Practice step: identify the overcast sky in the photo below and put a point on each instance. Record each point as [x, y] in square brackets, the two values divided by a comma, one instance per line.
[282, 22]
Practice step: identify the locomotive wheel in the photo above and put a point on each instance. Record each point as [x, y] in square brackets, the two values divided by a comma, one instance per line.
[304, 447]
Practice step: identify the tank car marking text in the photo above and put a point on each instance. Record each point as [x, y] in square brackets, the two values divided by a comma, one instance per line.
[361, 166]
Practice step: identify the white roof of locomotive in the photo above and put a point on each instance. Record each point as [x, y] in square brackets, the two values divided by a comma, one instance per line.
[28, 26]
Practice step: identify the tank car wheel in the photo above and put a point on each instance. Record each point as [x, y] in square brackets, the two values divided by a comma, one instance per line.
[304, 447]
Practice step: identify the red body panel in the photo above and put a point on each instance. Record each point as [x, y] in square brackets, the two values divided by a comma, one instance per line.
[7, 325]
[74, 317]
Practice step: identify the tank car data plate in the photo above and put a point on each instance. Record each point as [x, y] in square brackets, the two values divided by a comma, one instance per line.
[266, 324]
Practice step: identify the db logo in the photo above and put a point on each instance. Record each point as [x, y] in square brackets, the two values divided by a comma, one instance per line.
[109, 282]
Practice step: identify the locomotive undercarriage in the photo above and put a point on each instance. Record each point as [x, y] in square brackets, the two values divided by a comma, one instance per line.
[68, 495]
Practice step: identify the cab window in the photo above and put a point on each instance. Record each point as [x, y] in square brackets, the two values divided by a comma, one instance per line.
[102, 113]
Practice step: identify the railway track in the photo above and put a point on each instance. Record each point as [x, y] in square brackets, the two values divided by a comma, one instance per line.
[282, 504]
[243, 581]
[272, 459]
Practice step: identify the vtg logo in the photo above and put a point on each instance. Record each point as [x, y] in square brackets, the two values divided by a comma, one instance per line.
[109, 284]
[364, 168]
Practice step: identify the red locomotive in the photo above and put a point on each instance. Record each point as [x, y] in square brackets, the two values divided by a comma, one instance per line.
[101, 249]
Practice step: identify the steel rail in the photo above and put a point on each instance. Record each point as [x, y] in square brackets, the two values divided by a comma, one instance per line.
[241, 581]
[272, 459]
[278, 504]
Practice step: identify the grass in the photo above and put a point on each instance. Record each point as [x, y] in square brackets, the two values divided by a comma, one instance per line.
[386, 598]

============================================================

Your instructions:
Keeping every line exactly as it is, retype the listing.

Solved problem:
Practice step: identify the overcast sky in the photo below and put a point on each instance. Record each point as [x, y] in square brackets, the two values divided by a comma, one instance per line.
[282, 22]
Practice step: identify the locomotive wheel in the photo above and put a point on each instance. Record each point as [x, y] in square brackets, the two values divided by a comma, one instance per line.
[304, 447]
Practice step: identify the tank car marking text in the photo above and put a point on each instance. Record each point as [x, y] in square brackets, the two values divided by a comma, one instance per line.
[361, 166]
Practice step: identify the white roof of locomotive in the photo above and put a point on each instance. Record each point as [x, y] in square brackets, the two values divided by a comma, one instance per line.
[28, 26]
Practice step: identify the tank car wheel in the photo above and put a point on each instance. Record each point as [x, y] in square brackets, the two values divided by a comma, one instance per line.
[304, 447]
Practice step: identify the red body panel in the photo above and put a point on each instance. Record each point as [x, y] in square brackets, the two values divided by a comma, one instance per line.
[7, 325]
[74, 317]
Practice step: identify the tank car data plate in the photo above and put a point on each instance. Record each point as [x, y] in square brackets, the two values divided by a comma, one instance per line.
[266, 324]
Practice step: identify the db logo in the photo above and put a point on each instance. Record each point as [x, y] in square brackets, the two values divided by a comma, one instance per line.
[109, 282]
Practice step: identify the locomotive undercarriage in the photo above and put a point on each instance. Record each point as [x, y] in square brackets, the two values divided by a comma, one instance per line.
[68, 495]
Practice step: identify the cab window in the photo above and put a point on each instance. Record each point as [x, y] in square brackets, the two values divided by a comma, one instance per line.
[102, 113]
Practice step: identify the railway track in the photo above and put a point on each instance. Record each point as [x, y] in square brackets, the two values divided by a comma, one instance per line.
[282, 504]
[243, 581]
[272, 459]
Practice step: identify the vtg logo in the photo above and put a point on each instance. Record each point as [x, y] in square brackets, the two values divided by a comma, one instance per line.
[109, 284]
[364, 168]
Practice step: identify the red locomotive in the photo above and put a point on each instance. Record each point as [x, y] in square brackets, the two values divided by a comma, one instance per line.
[101, 249]
Practice step: identify the steel rail in the photo above and put a point on each instance. Record each point as [x, y] in square brackets, the two values divided by a comma, one instance per line.
[241, 581]
[272, 459]
[278, 504]
Practice step: identify the grass in the photo above and put a point on each instance. Record each point as [x, y] in square brackets, the two values divided by a comma, one instance per line.
[386, 598]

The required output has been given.